## READING PASSAGE:

□ □ □ □ □ □ □

Wandering The Alleyways Of Quebec

We’ve finally gotten a couple days where we could sketch outdoors and we’ve taken advantage of it.  A group of us met to wander the alleyways and do some sketching together and we had a lot of fun doing just that.  What alleyways may lack in terms of esthetics, they more than make up for in the form of interesting shape complexes and textures.  If only there were fewer stairs to draw (grin).

Stillman & Birn Delta, Platinum 3776, Platinum Carbon Black

Stillman & Birn Delta, Platinum 3776, Platinum Carbon Black

Every gathering of sketchers has periods where we ignore one another because we’re lost in our sketching but eventually we get hungry and we come together.  This day was no exception and we gathered at the local coffee shop for food and to chatter away about pens and paper.  Then it was back on the streets, or alleyways in this case, in search of something else to draw.

□ □ □ □ □ □ □

## EXERCISES:
[a] Answer these questions about the post on sketching in Quebec's alleyways, one line each:
(i) According to the post, what do alleyways offer that makes up for what they lack in esthetics?
(ii) Which sketchbook, pen, and ink are listed with the sketches?
(iii) Where did the group gather when they got hungry?
[b] Extend the post about sketching in Quebec's alleyways, beginning right after its final sentence.
The rows that come after this passage are separate material and are not part of the post about sketching in Quebec's alleyways.

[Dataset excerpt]
□ □ □ □ □ □ □

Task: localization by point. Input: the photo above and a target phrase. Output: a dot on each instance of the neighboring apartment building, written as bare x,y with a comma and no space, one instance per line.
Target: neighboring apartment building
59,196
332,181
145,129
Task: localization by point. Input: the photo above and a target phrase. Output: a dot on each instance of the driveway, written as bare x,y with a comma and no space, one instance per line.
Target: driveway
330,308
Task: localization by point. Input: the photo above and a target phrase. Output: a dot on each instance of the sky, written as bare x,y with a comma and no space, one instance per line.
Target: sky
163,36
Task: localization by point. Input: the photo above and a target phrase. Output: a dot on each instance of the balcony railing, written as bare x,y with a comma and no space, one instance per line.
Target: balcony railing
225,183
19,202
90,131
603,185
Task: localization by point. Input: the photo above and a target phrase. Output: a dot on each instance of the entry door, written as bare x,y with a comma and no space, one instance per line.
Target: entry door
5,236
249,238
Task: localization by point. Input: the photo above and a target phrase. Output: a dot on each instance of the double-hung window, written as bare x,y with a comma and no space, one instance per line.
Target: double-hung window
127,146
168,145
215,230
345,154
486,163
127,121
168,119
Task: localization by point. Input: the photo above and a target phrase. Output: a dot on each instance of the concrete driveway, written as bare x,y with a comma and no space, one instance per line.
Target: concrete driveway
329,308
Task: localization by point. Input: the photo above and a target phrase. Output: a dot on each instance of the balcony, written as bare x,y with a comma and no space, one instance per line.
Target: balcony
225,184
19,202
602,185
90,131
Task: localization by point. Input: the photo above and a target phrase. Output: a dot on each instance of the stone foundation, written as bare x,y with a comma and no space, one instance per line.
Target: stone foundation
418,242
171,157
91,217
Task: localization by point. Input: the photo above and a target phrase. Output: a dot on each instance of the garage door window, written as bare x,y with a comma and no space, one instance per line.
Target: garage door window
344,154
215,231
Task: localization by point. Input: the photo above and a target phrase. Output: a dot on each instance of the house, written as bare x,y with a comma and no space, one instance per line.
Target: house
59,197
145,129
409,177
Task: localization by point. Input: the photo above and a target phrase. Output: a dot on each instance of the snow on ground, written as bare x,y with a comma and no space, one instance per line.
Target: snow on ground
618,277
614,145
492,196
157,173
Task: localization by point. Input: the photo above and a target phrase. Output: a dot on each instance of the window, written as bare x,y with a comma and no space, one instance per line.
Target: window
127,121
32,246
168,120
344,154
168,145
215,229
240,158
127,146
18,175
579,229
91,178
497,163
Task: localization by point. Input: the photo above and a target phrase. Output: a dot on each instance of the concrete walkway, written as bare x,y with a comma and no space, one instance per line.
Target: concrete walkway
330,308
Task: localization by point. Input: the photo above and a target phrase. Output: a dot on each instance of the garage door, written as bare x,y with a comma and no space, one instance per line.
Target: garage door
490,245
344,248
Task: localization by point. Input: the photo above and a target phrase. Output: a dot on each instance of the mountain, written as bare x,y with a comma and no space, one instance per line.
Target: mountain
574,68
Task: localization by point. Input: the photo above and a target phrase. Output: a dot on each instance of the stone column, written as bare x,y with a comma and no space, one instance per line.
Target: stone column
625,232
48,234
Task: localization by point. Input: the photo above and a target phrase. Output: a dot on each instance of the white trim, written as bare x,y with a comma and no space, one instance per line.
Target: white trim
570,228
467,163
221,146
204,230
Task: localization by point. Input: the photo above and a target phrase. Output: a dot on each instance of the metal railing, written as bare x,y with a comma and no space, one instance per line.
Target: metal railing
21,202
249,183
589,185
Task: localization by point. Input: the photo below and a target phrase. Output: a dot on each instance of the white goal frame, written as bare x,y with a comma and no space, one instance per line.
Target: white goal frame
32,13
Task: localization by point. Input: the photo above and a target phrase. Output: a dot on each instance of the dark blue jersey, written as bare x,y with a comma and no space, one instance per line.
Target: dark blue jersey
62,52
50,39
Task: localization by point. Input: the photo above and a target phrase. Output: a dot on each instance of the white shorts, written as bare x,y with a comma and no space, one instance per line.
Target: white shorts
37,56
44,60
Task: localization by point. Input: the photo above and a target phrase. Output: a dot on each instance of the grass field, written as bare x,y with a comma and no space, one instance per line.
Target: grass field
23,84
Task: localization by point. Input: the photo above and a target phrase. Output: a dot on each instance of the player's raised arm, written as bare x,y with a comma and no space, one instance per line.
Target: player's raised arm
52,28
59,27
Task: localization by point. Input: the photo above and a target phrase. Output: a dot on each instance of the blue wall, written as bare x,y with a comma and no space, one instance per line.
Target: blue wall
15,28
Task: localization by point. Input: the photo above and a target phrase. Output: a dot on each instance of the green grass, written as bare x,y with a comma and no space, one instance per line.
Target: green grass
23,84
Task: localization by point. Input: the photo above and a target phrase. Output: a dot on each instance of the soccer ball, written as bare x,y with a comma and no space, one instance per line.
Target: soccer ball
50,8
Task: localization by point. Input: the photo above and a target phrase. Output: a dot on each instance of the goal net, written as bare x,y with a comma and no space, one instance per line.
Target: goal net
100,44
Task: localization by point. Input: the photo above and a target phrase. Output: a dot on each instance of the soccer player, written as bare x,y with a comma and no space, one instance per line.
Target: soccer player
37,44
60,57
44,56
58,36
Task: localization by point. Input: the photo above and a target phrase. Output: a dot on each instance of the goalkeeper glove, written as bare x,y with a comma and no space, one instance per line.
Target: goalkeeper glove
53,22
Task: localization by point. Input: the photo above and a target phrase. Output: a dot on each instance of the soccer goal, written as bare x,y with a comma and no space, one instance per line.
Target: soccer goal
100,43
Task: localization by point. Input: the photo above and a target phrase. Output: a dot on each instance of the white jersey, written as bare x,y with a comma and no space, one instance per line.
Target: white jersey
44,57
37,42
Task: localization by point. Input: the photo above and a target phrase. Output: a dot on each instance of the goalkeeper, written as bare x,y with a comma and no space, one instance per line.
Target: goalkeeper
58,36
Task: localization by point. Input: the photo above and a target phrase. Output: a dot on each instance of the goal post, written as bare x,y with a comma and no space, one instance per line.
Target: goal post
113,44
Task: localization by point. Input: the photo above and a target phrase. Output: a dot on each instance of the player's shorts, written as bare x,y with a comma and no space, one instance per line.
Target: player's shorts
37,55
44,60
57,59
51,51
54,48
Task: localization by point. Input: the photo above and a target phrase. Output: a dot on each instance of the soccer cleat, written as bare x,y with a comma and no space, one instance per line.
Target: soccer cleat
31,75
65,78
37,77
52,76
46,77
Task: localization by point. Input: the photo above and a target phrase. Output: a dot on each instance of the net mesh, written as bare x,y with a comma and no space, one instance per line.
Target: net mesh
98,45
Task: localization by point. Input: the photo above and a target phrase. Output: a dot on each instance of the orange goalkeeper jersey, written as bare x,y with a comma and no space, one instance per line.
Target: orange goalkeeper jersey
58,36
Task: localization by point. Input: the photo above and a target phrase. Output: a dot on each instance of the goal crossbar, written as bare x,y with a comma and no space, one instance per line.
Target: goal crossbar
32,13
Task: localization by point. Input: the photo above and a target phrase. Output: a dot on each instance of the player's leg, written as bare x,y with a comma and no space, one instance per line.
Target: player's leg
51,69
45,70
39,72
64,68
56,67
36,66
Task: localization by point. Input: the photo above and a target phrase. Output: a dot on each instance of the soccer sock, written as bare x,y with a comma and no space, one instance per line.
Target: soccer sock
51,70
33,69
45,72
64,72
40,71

□ □ □ □ □ □ □

## FINAL ANSWERS:
[a]
(i) Interesting shape complexes and textures.
(ii) A Stillman & Birn Delta sketchbook, a Platinum 3776 pen, and Platinum Carbon Black ink.
(iii) At the local coffee shop.

[b]
I decided to sketch a sketcher.  Yvan was sketching up a storm when I sat down to sketch him and while I don’t do him justice, he was a cooperative model.  All in all, it was a wonderful day.  We were teased by those couple days of good weather and I’m looking forward to more of them.  Yesterday it snowed.

Stillman & Birn Gamma, Platinum 3776, Platinum Carbon Black

Stillman & Birn Gamma, Platinum 3776, Platinum Carbon Black

2 thoughts on “Wandering The Alleyways Of Quebec

  1. A-ha, power lines! So that’s where they’re hidden. I was starting to wonder if they were all underground in QC!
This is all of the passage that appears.